TASKS:
**a)** Decide whether each statement agrees with the passage on anesthesia groups and ACOs, answering yes or no and quoting the exact deciding words: (i) David Harlow maintains a health care law blog. (ii) Calling the hospital's CFO is all it takes to find the data. (iii) ABC is partnering with the developers of ePREOP.
**b)** Pick up the passage on anesthesia groups and ACOs after its last sentence and keep writing it.

DOCUMENT SECTION:
We are recommending that anesthesia groups devote some effort to determining prospective partners in ACOs. If you wait for the hospital, the surgery center, or the surgeons who have already made deals with the health plans and/or with the primary care physicians who will always play a central role, participation in the ACO or similar entity is unlikely to be to your advantage. There is, right now, an “ACO feeding frenzy” going on, in the words of David Harlow, who maintains one of the most highly regarded health care law blogs. Anesthesiologists who are going to come out ahead are already preparing to negotiate their roles in ACOs, by:

  1. Determining which of their hospitals or health systems are in – or circling – the ACO feeding frenzy;
  2. Developing alliances with the right surgeons and other physicians, and considering their relationships to the surge of hospitalists and “nocturnists” (!) being heavily recruited;
  3. Thinking about how the payment pie could be divided. Is the current proportion of patient revenues attributable to anesthesia/critical care/pain medicine a possible starting point? Or the proportion of patients who receive those services? Finding the data may be more complicated than calling the hospital’s CFO, but a combination of public and private data may bring you close enough to command the administration’s attention;
  4. Identifying quantifiable new cost savings and quality improvements that you can leverage for your fair share of the performance bonus. Can you work with the surgeons to schedule OR time more efficiently? Can you take steps to reduce the incidence of adverse patient events? We draw your attention to ePREOP™, the electronic preoperative anesthesia record that can coordinate patient testing and records between the surgeon’s office, the facility and the anesthesia department. ABC is partnering with ePREOP’s developers to bring this tool to the broader market.

INFORMATION GIVEN:
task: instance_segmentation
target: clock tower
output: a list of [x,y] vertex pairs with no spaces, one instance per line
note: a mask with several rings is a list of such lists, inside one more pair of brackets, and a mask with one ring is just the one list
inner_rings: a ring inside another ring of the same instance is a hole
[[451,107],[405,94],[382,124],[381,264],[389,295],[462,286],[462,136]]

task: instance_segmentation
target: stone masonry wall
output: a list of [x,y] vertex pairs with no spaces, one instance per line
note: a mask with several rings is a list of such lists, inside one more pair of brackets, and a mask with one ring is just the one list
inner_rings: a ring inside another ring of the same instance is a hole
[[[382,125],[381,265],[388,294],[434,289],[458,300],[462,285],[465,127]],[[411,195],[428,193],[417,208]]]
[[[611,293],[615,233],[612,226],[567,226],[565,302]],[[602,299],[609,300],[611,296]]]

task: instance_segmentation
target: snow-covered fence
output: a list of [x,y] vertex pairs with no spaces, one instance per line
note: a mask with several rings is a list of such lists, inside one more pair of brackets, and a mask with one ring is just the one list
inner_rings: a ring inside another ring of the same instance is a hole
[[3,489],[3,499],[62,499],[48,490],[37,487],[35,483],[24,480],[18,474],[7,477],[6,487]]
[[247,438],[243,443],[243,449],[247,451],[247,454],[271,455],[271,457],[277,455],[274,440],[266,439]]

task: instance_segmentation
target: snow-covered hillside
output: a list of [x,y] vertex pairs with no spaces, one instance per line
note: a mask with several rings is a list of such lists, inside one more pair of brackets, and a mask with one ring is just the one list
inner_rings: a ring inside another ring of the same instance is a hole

RESPONSES:
**a)**
(i) Yes: "David Harlow, who maintains one of the most highly regarded health care law blogs"
(ii) No: "Finding the data may be more complicated than calling the hospital’s CFO"
(iii) Yes: "ABC is partnering with ePREOP’s developers to bring this tool to the broader market."

**b)**
In its annual Data Book for 2010, the Medicare Payment Advisory Commission (MedPAC) showed that hospital safety was still an issue ripe for improvement:

Chart 4-2. Trends in hospital patient safety indicators are mixed from 2005 to 2008
Patient safety indicator Risk-adjusted rate per 100 eligible discharges, 2005 Risk-adjusted rate per 100 eligible discharges, 2008 Directional change in rate, 2005-2008
Postoperative PE or DVT 0.80 0.95 Worse
Accidental puncture or laceration 0.38 0.41 No difference
Postoperative respiratory failure 1.12 1.29 Worse
latrogenic pneumothorax 0.05 0.05 No difference
Death among surgical inpatients with treatable serious complications 13.15 10.75 Better
Postoperative wound dehiscence 0.24 0.29 No difference

The above chart may suggest some performance improvement projects for which the anesthesiologists assume the lead.

As yet another part of your preparation to initiate discussions with your future ACO partners, you should know that the National Committee for Quality Assurance (NCQA), the organization that accredits managed care plans, recently published its 2011 Draft Accountable Care Organizations Criteria – on which the NCQA is seeking public comments, through November 19. This 80-page document, created by a task force comprising representatives from large integrated health care systems, academia and the insurance industry, can serve as an early guide to the infrastructure, information systems and care management processes that thought leaders are considering key to an ACO’s success.

We would point out that the Draft proposes to rate ACOs on its providing for primary care, specialty care, urgent and emergency care and inpatient care and on its ensuring the availability of adequate numbers and types of practitioners, without mentioning anesthesia at all. We hope that representatives of the specialty will take the opportunity to comment on a significant omission.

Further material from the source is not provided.